◆ READING TEXT:

• • •

Much has been and will continue to be made about the lack of composer credits on early RWS works. George Martin is the co-writer of both pieces with Maddalena responsible for the original Time Beat Rhythm. Although neither gets direct credit, Martin is taking less than his share here though, as the only real name points to the RWS. Tommy Watt and his unknown session musicians are even less acknowledged.
Martin did get his key collaborators’ names out into print though. There was no serious attempt to obscure the ownership.
13th April 1962 – Ray Is Out of This World (Leicester Evening Mercury)
Alan Goddard wrote an article syndicated out for many regional newspapers under different headlines over the next week or two. He seems to have visited George Martin at his office and got many of the details.directly from the man himself. This included the tantalising prospect of other Radiophonic productions.
Weirdly he prophesied the next two singles which the RWS were involved in over a year later whilst referring to a tape of “assorted electronic noises” provided to George Martin by the RWS. This included “background sounds to TV programmes like documentaries on railways and the latest science fiction series”. This is completely inadvertent, but could be taken to mean Giants of Steam and Doctor Who.
14th April 1962 – Can Concrete Music Hit The Charts? (Disc)
It’s fascinating to see how the concept of musique concrete was very well understood at the time. The Daily Herald article gives a potted history of tape music and here in Disc it headlines their piece.
Electronic, or “concrete” music is not new in itself, but it is on pop discs “It is concrete music reinforced by musicians” said Martin “so we’re calling it reinforced concrete music!”

• • •

◆ EXERCISE TASKS:
A. List every newspaper or magazine named in the RWS text.
B. Copy the passage of the RWS text starting at "Weirdly he prophesied" and ending at "The Charts? (Disc)".
C. In the RWS text, why did Martin say they were calling it "reinforced concrete music"? Answer in one to three sentences.

◆ DATA EXCERPT:
• • •

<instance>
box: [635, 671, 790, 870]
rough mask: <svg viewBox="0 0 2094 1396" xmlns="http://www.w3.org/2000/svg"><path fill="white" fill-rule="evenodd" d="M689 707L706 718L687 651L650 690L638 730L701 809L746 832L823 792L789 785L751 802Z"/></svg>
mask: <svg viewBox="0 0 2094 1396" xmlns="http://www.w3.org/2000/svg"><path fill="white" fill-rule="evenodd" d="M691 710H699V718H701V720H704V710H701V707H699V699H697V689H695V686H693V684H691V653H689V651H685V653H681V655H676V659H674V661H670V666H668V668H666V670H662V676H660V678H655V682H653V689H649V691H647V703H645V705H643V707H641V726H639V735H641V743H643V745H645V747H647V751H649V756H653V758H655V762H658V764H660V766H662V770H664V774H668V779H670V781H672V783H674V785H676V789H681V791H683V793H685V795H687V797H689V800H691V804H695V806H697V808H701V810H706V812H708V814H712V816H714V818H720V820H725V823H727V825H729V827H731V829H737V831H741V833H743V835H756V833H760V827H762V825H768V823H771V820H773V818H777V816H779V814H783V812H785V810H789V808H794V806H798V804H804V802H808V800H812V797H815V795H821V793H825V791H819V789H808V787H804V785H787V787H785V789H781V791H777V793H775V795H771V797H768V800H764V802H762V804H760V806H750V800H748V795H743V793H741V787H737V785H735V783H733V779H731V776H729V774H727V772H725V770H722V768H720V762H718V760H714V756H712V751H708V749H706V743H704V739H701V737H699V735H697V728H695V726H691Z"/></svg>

• • •

◆ SOLUTIONS BY TASK:
A. Leicester Evening Mercury, Disc, Daily Herald

B.
Weirdly he prophesied the next two singles which the RWS were involved in over a year later whilst referring to a tape of “assorted electronic noises” provided to George Martin by the RWS. This included “background sounds to TV programmes like documentaries on railways and the latest science fiction series”. This is completely inadvertent, but could be taken to mean Giants of Steam and Doctor Who.
14th April 1962 – Can Concrete Music Hit The Charts? (Disc)

C. Martin described it as concrete music reinforced by musicians. That is why he said they were calling it "reinforced concrete music."